_DESCRIPTION OF THE TASK_. Copy out the records again word for word, starting at the line containing "Target: algae-covered plant" and ending at the last line of the records, both included.
* Begin DATA EXCERPTS *
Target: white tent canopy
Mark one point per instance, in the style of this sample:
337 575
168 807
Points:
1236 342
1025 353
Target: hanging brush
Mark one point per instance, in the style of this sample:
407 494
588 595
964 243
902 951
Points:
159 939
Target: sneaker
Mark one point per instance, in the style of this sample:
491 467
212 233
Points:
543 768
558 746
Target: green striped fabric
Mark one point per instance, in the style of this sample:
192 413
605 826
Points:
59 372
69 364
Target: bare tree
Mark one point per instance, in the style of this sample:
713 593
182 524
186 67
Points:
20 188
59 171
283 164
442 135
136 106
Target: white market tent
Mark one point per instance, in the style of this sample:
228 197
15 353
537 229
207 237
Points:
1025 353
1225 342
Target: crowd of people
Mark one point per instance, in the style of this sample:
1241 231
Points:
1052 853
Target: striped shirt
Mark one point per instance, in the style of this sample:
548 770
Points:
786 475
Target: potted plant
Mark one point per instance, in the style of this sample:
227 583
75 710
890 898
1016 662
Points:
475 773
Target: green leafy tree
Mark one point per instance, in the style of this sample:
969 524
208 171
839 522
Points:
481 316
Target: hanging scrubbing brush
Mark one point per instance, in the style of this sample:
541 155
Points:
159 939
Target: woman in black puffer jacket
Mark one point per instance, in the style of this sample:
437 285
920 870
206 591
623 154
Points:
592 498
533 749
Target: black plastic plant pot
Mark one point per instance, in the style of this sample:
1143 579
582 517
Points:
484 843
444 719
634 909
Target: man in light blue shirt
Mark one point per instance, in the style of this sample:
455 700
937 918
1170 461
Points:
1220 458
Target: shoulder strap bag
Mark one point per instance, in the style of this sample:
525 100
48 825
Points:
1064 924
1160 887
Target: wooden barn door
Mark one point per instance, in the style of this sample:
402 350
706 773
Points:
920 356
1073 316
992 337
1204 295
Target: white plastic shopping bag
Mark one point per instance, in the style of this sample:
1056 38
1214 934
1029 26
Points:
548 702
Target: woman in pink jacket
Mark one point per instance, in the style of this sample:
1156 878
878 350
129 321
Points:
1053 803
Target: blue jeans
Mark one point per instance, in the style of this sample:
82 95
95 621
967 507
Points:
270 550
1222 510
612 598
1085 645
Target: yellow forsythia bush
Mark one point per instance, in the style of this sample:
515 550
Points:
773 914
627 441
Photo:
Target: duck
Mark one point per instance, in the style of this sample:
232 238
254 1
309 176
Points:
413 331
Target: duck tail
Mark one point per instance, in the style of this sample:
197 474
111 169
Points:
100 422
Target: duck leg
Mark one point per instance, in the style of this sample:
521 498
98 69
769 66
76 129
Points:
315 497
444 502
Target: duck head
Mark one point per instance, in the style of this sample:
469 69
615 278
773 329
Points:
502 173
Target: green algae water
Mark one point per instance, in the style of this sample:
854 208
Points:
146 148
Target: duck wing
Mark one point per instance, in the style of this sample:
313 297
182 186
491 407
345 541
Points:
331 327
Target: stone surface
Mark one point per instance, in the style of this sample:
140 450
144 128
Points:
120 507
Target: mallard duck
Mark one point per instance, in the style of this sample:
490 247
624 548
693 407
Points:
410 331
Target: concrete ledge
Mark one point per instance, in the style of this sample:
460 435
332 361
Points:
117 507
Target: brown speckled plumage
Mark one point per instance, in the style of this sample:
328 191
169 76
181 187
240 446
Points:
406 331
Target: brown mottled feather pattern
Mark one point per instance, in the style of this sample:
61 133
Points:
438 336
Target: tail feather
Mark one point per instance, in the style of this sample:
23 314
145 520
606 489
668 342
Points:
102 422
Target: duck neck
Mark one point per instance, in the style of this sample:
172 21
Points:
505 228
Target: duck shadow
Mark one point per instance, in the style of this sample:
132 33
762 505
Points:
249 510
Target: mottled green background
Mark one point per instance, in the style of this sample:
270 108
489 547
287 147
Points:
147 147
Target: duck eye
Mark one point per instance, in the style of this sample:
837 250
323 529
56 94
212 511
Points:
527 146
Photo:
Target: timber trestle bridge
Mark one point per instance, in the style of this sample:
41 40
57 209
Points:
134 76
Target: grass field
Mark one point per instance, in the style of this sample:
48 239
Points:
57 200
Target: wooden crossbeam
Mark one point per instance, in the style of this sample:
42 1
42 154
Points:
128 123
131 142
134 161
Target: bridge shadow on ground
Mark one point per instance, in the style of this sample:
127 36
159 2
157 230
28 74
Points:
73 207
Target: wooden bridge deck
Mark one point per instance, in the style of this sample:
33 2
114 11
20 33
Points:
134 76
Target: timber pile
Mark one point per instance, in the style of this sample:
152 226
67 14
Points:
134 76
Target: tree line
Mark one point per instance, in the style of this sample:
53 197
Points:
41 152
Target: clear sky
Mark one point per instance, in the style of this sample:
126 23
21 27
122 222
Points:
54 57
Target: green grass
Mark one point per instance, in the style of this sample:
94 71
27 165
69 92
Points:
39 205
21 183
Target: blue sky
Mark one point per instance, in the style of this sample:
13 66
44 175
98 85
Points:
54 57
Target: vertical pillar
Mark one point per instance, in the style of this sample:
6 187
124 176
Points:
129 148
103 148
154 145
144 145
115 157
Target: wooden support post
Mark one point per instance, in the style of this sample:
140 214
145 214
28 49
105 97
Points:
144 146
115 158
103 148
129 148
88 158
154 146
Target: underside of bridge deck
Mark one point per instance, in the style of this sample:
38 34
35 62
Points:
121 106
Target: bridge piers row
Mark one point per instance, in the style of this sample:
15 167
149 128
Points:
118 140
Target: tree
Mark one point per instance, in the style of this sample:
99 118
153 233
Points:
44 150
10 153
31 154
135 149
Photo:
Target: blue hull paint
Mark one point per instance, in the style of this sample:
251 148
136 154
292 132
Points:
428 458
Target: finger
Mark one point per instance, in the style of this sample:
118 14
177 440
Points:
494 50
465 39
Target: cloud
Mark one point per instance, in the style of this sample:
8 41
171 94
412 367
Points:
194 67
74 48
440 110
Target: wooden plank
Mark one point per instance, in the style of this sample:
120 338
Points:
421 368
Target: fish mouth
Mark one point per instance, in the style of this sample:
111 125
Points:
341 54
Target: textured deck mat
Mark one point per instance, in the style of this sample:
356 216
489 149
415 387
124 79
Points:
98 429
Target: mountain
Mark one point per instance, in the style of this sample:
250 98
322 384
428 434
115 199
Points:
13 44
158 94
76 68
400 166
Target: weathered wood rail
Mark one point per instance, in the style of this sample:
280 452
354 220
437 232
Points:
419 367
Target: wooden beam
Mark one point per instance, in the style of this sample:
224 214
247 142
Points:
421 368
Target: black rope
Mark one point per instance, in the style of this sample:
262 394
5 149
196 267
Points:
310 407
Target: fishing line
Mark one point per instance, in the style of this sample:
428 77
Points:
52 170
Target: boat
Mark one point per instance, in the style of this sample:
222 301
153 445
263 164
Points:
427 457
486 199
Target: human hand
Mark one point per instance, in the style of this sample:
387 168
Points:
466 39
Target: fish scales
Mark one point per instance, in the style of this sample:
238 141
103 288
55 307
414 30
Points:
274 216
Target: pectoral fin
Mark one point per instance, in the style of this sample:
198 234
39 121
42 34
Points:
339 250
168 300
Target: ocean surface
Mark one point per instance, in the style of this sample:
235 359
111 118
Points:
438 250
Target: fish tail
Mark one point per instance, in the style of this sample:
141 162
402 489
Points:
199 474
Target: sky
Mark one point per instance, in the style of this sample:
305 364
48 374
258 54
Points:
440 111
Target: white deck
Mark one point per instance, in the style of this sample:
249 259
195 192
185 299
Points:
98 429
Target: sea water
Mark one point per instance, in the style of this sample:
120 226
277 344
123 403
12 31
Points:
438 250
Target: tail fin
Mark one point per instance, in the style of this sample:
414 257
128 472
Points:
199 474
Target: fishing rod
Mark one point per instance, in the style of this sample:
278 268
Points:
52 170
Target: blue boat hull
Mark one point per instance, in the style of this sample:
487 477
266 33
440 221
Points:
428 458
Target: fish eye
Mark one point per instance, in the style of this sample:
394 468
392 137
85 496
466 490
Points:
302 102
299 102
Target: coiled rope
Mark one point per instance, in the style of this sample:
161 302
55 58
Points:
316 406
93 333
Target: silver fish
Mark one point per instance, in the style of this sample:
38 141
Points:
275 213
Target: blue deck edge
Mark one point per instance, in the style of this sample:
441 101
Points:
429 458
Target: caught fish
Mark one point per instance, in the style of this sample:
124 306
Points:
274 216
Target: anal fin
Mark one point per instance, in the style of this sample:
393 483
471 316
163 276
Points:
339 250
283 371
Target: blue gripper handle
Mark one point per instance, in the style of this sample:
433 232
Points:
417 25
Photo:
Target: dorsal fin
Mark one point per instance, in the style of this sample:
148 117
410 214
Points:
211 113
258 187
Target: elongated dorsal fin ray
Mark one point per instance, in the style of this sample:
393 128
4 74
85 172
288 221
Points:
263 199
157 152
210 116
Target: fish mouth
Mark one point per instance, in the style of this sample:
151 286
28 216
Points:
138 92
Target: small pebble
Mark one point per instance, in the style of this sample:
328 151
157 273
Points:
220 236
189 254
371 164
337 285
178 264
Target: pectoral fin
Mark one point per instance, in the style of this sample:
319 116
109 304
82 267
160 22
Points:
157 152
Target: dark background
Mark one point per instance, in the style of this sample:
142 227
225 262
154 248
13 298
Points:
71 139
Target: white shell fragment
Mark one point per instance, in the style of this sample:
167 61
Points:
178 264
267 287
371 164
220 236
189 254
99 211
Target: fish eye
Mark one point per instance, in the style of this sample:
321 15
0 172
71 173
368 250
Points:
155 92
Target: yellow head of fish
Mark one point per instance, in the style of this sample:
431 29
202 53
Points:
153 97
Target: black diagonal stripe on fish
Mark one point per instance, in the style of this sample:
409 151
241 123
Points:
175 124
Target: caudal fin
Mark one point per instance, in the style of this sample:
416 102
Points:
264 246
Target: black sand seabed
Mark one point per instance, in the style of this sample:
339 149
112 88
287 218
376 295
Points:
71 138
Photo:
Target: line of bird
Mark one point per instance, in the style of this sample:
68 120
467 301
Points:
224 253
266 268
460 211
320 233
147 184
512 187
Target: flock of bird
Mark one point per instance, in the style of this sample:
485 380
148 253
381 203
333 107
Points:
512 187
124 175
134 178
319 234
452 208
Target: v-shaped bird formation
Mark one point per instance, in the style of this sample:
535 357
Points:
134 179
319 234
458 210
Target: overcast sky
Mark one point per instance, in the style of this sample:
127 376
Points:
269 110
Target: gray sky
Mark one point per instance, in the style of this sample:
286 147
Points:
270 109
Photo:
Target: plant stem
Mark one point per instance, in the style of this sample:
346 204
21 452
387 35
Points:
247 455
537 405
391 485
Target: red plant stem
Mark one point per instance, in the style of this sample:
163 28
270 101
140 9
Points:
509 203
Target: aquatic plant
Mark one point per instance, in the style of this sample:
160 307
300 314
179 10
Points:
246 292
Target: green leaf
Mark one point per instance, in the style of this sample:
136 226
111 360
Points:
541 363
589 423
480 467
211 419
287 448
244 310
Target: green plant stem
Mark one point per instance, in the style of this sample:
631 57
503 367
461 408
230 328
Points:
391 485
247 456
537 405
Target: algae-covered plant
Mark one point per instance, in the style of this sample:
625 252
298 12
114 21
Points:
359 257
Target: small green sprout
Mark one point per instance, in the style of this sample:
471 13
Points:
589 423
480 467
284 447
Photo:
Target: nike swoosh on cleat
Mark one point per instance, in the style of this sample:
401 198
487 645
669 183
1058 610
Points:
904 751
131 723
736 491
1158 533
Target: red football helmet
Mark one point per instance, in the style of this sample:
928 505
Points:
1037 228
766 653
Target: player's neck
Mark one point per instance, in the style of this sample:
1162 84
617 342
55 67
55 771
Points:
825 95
* End DATA EXCERPTS *
_ANSWER TO THE PROBLEM_.
Target: algae-covered plant
Mark one point per instance, in the style of this sample:
625 252
298 12
114 21
Points:
359 257
Target: small green sprout
Mark one point per instance, in the style of this sample:
471 13
Points:
589 423
480 467
284 447
Photo:
Target: nike swoosh on cleat
Mark one point per instance, in the style of this sample:
401 198
487 645
669 183
1058 610
Points:
904 751
131 723
736 491
1158 533
Target: red football helmet
Mark one point per instance, in the style of this sample:
928 505
Points:
1037 228
766 653
Target: player's neck
Mark one point per instance, in the style of this sample:
1162 84
617 342
55 67
55 771
Points:
825 95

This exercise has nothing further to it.